Terrain de rugby illustrant les échanges entre Christophe Bourgois-Costantini et Fabien Galthié, sélectionneur de l'équipe de France de Rugby sur la notion de coaching

Je lui rappelle alors le changement radical observé chez le numéro 10 de l’équipe de France de l’époque, François Trin d’Huc, qu’il avait sous ses ordres à Montpellier. Le joueur avait fait des progrès fulgurants dans son jeu au pied et Fabien Galthié explique alors comment il l’avait aidé à progresser : « Ses coups de pieds ne passaient pas. Il était stressé et dans une spirale négative. Je vais jouer au golf. Là je rencontre un spécialiste de la balistique. J’emmène Trin D’Huc. Il se met à comprendre les trajectoires, les frottements, les courbes, c’est-à-dire à cultiver une intelligence logique et mathématique qu’on n’enseigne pas dans les écoles de rugby … Il s’est mis à beaucoup mieux botter et est sorti du trou du stress. Mais rien ne remplace le vécu, l’expérience. Donc un coach qui viendrait de l’extérieur ça ne marcherait pas ».

#### [Consigne]
Poursuivez le texte sur les échanges avec Fabien Galthié au sujet du coaching, à partir de sa dernière phrase.

#### [Entrées extraites]

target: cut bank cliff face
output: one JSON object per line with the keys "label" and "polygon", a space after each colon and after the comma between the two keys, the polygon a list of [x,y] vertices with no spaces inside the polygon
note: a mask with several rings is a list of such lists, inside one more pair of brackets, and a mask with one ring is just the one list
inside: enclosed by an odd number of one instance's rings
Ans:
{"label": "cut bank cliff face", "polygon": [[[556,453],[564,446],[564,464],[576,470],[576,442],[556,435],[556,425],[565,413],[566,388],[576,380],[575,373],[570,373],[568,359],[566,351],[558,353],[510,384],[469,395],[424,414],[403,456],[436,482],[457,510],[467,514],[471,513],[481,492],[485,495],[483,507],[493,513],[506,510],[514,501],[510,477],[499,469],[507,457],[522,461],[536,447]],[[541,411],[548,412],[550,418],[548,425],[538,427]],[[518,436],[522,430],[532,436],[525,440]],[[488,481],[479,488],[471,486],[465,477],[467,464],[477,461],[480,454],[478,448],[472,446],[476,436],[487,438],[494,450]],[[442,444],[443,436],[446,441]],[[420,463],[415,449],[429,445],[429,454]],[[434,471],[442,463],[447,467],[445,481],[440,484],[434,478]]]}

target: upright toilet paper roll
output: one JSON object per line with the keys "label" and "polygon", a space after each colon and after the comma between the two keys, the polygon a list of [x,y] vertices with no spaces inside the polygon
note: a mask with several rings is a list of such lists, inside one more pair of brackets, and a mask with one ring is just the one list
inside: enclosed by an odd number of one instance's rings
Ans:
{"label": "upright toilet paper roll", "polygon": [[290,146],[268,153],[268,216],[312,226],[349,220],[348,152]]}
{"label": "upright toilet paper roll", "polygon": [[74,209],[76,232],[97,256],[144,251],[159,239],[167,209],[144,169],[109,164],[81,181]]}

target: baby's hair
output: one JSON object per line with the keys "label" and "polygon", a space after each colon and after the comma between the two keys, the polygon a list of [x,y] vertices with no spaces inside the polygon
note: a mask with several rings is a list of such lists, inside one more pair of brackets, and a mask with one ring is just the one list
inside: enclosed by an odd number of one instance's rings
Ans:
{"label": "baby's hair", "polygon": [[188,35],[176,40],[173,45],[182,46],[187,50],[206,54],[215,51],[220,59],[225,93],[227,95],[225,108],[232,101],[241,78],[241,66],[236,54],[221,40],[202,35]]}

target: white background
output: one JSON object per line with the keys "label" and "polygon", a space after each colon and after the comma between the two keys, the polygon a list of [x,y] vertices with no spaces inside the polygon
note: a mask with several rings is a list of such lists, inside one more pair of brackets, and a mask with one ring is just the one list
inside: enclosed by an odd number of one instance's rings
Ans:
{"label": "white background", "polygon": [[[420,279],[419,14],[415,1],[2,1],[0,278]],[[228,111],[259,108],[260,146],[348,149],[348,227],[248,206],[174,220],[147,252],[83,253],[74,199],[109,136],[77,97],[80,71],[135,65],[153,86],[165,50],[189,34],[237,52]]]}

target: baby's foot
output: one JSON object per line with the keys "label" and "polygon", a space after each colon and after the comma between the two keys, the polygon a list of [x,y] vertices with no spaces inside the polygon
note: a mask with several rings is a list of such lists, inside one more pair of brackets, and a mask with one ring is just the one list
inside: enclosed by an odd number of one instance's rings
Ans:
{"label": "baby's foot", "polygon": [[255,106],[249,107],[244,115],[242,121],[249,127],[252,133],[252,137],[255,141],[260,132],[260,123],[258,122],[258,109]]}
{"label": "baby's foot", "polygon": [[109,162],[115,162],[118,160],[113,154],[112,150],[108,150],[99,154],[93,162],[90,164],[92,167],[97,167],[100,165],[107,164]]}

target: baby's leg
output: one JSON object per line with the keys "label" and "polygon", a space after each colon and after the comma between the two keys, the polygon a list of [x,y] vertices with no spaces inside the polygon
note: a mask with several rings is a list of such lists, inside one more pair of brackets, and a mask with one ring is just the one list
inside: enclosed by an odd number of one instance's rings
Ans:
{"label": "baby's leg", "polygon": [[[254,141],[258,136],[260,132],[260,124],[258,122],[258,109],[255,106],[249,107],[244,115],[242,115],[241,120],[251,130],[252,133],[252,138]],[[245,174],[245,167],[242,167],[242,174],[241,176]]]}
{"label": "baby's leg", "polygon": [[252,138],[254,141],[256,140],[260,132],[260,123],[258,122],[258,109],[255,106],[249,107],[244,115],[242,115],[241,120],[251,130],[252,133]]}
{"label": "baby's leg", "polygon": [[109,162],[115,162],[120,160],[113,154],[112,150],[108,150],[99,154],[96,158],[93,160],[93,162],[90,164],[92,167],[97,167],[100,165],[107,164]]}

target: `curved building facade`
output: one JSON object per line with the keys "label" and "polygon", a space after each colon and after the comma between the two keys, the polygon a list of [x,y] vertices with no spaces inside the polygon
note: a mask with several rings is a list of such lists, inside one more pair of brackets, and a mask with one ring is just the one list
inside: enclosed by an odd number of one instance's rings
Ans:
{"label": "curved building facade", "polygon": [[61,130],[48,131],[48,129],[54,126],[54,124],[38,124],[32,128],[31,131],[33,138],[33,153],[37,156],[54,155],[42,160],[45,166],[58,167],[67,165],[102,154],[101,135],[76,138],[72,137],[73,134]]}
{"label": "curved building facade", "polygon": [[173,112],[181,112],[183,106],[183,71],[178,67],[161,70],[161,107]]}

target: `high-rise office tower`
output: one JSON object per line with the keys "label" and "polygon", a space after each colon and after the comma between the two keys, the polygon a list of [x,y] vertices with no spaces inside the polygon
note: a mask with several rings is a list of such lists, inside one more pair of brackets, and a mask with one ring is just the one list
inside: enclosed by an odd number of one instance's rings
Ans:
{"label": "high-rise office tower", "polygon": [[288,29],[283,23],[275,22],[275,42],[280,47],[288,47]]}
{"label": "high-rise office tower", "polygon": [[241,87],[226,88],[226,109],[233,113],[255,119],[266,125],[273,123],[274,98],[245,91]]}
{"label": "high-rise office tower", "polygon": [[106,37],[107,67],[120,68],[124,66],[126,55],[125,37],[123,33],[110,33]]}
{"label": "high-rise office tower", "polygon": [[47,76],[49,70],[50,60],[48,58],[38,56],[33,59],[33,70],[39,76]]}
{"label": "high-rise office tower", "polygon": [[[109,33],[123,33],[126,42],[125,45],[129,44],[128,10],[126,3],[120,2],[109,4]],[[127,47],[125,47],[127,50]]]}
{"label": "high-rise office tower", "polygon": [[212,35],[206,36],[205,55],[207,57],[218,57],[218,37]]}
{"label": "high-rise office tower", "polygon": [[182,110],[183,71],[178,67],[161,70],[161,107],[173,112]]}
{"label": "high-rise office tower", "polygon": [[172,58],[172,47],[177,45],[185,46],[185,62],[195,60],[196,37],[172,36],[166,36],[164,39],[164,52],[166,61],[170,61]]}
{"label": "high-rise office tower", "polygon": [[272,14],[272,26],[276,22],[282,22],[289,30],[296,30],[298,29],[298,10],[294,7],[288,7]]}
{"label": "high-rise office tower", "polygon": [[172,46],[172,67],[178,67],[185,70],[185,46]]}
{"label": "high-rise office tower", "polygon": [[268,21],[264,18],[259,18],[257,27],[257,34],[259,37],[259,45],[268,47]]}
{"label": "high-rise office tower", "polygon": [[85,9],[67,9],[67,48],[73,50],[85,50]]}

#### [Réponse]
Je me permets alors de souligner la contradiction, puisqu’il semble que l’apport de notions comme la balistique par quelqu’un d’extérieur a eu les résultats escomptés et que peu de coaches auraient eu l’intuition de Fabien. Il enchaîne sur le principe de la pépite : « Raconte-moi une histoire où tu as réussi quelque chose de grand, n’importe quoi, mais raconte-moi. On va « l’opérer » pour que le joueur retrouve sa pépite, être en position d’écoute et en sortir les points forts, surtout UN, pour l’ancrer ».

Je reviens sur la notion de coaching, éloigné du sujet, telle qu’enseignée à HEC. « Pourquoi pas dans le sens où il faille être loin du sujet. Mais il m’est difficile d’être en position basse car je suis trop impliqué dans le rugby ».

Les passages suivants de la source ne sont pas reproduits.